A run of records
━━━━━━━━━━
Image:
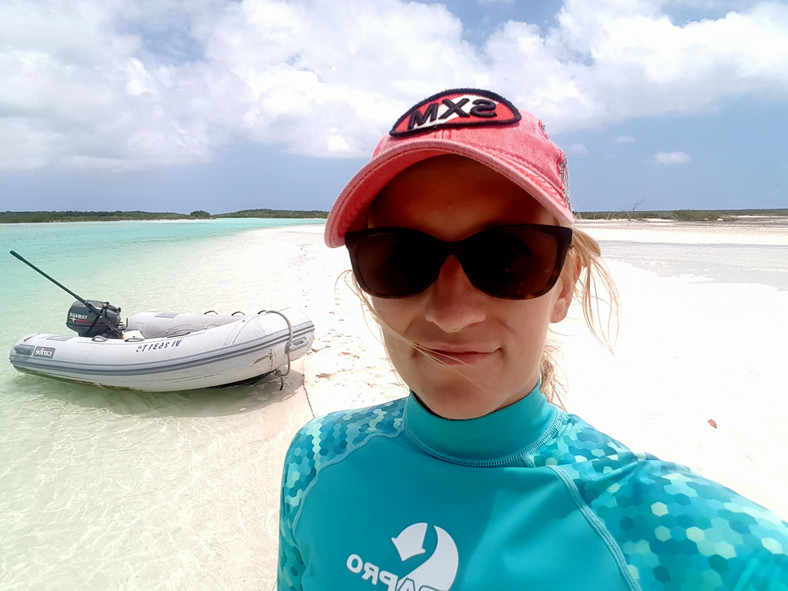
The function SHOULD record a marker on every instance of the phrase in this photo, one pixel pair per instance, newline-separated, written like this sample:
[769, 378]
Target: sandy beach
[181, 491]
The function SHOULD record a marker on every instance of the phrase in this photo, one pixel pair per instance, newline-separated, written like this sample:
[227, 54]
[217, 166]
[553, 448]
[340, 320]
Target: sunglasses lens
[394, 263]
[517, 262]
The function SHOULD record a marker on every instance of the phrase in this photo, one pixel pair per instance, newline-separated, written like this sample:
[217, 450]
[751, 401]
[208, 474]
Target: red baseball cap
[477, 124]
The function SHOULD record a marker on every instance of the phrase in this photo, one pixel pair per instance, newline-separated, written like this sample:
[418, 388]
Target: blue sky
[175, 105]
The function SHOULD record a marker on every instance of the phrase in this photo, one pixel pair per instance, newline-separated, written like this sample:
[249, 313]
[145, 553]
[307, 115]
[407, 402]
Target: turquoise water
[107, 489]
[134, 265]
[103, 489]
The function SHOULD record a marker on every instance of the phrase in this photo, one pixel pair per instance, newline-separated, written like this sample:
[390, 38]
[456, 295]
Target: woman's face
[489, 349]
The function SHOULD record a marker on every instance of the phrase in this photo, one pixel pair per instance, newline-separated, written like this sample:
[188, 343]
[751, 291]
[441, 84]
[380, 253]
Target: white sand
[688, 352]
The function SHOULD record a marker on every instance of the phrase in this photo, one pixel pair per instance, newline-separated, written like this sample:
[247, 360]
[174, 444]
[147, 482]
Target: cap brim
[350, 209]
━━━━━━━━━━
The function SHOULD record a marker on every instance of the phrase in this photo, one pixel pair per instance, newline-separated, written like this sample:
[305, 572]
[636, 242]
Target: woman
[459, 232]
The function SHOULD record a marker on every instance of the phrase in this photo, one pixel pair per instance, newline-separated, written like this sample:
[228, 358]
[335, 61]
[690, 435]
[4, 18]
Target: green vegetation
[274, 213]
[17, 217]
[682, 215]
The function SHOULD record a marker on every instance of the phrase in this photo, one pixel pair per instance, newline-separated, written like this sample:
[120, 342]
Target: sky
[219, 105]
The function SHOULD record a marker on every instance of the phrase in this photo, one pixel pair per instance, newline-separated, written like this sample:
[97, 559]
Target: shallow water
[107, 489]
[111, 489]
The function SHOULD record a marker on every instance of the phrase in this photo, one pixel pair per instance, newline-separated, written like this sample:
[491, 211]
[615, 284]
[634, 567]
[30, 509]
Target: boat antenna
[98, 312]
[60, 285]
━━━━━━━━━━
■ Written exercise: Pull out each line from the records above that contains the string "water", copying those lines in their original order.

■ Task result:
Target: turquoise water
Target: shallow water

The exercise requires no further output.